> WHAT YOU NEED TO DO: Copy the data below word for word, from the line with "- **Locate**: the soldier figure" through the last line. Leave the pictures out of your copy.

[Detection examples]
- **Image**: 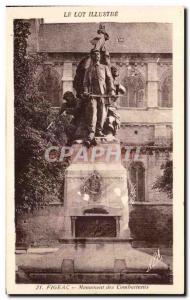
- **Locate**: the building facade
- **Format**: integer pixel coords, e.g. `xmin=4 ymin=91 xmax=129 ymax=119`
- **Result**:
xmin=16 ymin=19 xmax=173 ymax=247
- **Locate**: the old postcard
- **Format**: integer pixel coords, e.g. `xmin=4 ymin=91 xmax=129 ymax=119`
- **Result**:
xmin=6 ymin=6 xmax=184 ymax=295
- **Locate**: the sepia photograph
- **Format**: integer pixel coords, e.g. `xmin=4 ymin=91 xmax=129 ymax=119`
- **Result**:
xmin=7 ymin=7 xmax=184 ymax=294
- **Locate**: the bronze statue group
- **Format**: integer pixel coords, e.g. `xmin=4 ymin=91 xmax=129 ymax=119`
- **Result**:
xmin=60 ymin=24 xmax=125 ymax=147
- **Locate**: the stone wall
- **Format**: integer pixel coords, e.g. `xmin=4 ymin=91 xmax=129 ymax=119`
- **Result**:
xmin=16 ymin=204 xmax=173 ymax=247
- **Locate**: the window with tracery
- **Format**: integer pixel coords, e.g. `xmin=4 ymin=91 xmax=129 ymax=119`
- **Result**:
xmin=120 ymin=74 xmax=145 ymax=107
xmin=129 ymin=162 xmax=145 ymax=202
xmin=159 ymin=74 xmax=173 ymax=107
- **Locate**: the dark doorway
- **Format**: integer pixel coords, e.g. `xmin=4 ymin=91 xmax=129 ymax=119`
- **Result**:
xmin=75 ymin=216 xmax=116 ymax=238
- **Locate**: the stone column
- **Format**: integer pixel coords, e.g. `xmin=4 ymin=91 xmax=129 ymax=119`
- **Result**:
xmin=62 ymin=62 xmax=73 ymax=94
xmin=147 ymin=62 xmax=158 ymax=108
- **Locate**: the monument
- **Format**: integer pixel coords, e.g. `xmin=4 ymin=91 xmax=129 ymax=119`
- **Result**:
xmin=18 ymin=25 xmax=169 ymax=284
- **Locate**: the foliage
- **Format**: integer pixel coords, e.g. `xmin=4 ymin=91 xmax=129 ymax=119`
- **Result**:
xmin=152 ymin=160 xmax=173 ymax=198
xmin=14 ymin=20 xmax=69 ymax=215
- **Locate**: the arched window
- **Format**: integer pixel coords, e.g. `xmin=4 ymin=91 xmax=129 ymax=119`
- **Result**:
xmin=159 ymin=73 xmax=173 ymax=107
xmin=120 ymin=73 xmax=145 ymax=107
xmin=129 ymin=162 xmax=145 ymax=202
xmin=38 ymin=66 xmax=62 ymax=107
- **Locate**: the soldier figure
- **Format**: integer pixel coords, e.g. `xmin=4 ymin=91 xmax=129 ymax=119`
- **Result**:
xmin=83 ymin=49 xmax=115 ymax=141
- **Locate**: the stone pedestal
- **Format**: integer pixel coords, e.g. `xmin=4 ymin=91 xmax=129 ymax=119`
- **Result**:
xmin=64 ymin=157 xmax=129 ymax=238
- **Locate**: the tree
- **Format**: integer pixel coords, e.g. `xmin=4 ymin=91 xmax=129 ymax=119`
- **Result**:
xmin=152 ymin=160 xmax=173 ymax=198
xmin=14 ymin=19 xmax=66 ymax=216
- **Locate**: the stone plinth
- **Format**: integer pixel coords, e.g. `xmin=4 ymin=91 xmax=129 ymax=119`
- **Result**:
xmin=17 ymin=144 xmax=169 ymax=284
xmin=17 ymin=238 xmax=169 ymax=284
xmin=64 ymin=143 xmax=129 ymax=238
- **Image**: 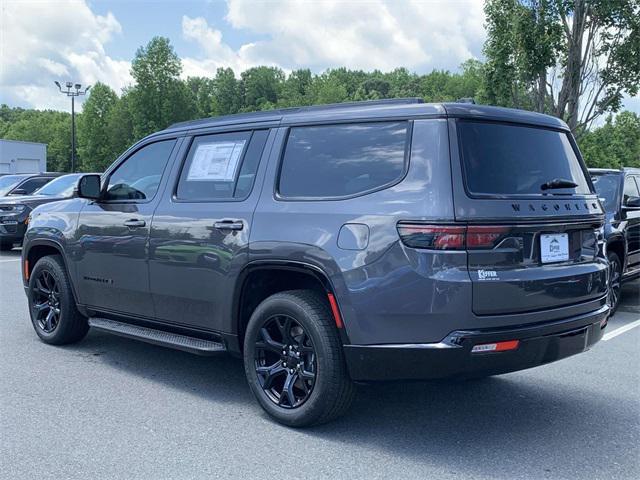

> FULL RESPONSE:
- **Locate**: the soldier figure
- **Format**: integer pixel coords, e.g. `xmin=4 ymin=91 xmax=129 ymax=119`
- **Result**:
xmin=83 ymin=49 xmax=115 ymax=141
- **Locate**: the stone pedestal
- **Format**: integer pixel coords, e.g. `xmin=4 ymin=91 xmax=129 ymax=119`
- **Result**:
xmin=64 ymin=157 xmax=129 ymax=238
- **Locate**: the tree
- **Format**: integer pixel coords, e.g. `xmin=4 ymin=91 xmax=129 ymax=119`
- **Result**:
xmin=152 ymin=160 xmax=173 ymax=198
xmin=14 ymin=19 xmax=66 ymax=216
- **Locate**: the stone plinth
- **Format**: integer pixel coords, e.g. `xmin=4 ymin=91 xmax=129 ymax=119`
- **Result**:
xmin=17 ymin=144 xmax=169 ymax=284
xmin=17 ymin=238 xmax=169 ymax=284
xmin=64 ymin=143 xmax=129 ymax=238
- **Image**: 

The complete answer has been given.